Qanat, la Palermo nascosta

Non sappiamo esattamente quando nacquero i Qanat, ma sappiamo che furono soprattutto le popolazioni persiane a diffonderne l’uso in molti paesi del Mediterraneo.

L'acqua nel Qanat del Gesuitico Basso, nel sottosuolo di Palermo.
L’acqua nel Qanat del Gesuitico Basso, nel sottosuolo di Palermo.

La storia

Anche in Sicilia, nelle città di Palermo, Catania e Siracusa – ma non solo – sono stati rinvenuti dei Qanat, alcuni dei quali molto antichi, presumibilmente risalenti al periodo di dominazione islamica o a quello immediatamente successivo.

A Palermo, sono presenti diversi Qanat, utilizzati fin da epoche remote per distribuire l’acqua in tutto il territorio di quel paradiso verde che una volta era chiamato Conca d’Oro.

Si tratta di lunghissimi cunicoli, a volte estesi anche per chilometri, scavati dai cosiddetti “maestri d’acqua” interamente a mano nella friabile calcarenite: elemento che costituisce in massima parte il sottosuolo della piana di Palermo.

L’acqua, proveniente dai colli circostanti la città, veniva captata attraverso questi cunicoli (qualcuno di questi è ancora oggi funzionante), e con un un ingegnoso sistema di pendenze, il prezioso liquido veniva dirottato verso le zone che si intendeva servire.

La nascita dei Qanat

I tracciati dei Qanat erano progettati all’inizio del X secolo dagli abili ingegneri idraulici dell’epoca.

Estratti di dati di puntamento:
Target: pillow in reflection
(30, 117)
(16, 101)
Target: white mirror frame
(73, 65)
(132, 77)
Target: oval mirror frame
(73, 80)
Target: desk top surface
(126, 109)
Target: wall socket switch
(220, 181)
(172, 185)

**Consegna:** Prosegui il testo sui Qanat di Palermo a partire dalla frase con cui termina.

**Risposta attesa:**
Erano esperti della materia che, conoscendo molto bene il sottosuolo, sapevano “leggere” le rocce ed individuare quelle zone con presenza di falde acquifere.

Queste tecniche vennero acquisite grazie all’esperienza tramandata dai popoli arabo- persiani che da sempre si trovarono ad affrontare problemi di disponibilità e distribuzione dell’acqua nei loro territori.

Conoscenze che ci hanno permesso di accedere a questa tecnologia, e a far si che i nostri predecessori potessero risolvere egregiamente i non pochi problemi legati soprattutto alla irrigazione dei campi.

La distribuzione dell’acqua

Col tempo, sotto la città di Palermo, si realizzò una fitta rete di questi cunicoli che poteva arrivare anche a 20 mt di profondità al di sotto del piano di campagna.

Rete che, unitamente alle cosiddette “Camere dello scirocco“, descritte in un altro post, diedero inconsapevolmente i natali ad alcune interessanti leggende della vita popolare palermitana.

Storie, o meglio, leggende metropolitane, riprese da alcuni autori che ne scrissero nei loro romanzi. Il più noto tra questi, edito per la prima volta nei primi anni del ‘900, era “I Beati Paoli” di Luigi Natoli.

I Qanat oggi

Grazie allo studio approfondito del prof. Pietro Todaro, oggi sappiamo qualcosa di più sui Qanat e sulla loro diffusione nel nostro territorio, come è possibile evincere dalla sottostante piantina illustrativa.

Qanat a Palermo
Distribuzione dei Qanat nella città di Palermo, nella mappa redatta dal prof. Pietro Todaro

Oggi, almeno alcuni tra i più importanti Qanat palermitani, sono aperti alle visite turistiche guidate.

Questi, sostanzialmente, si posso riassumere nei tre principali:

Le visite sono spesso organizzate da varie associazioni e gruppi di esperti speleologi, come ad esempio la locale sezione del CAI di Palermo.

Un’esperienza che, a patto di non soffrire di claustrofobia, è senz’altro da fare.

Ricordi personali

Il mio pensiero corre al ricordo di un amico recentemente scomparso, ed alla sua grande passione per l’editoria che produsse un vero gioiello: la “Qanat Edizioni” di Tony Saetta.

Dove si trova?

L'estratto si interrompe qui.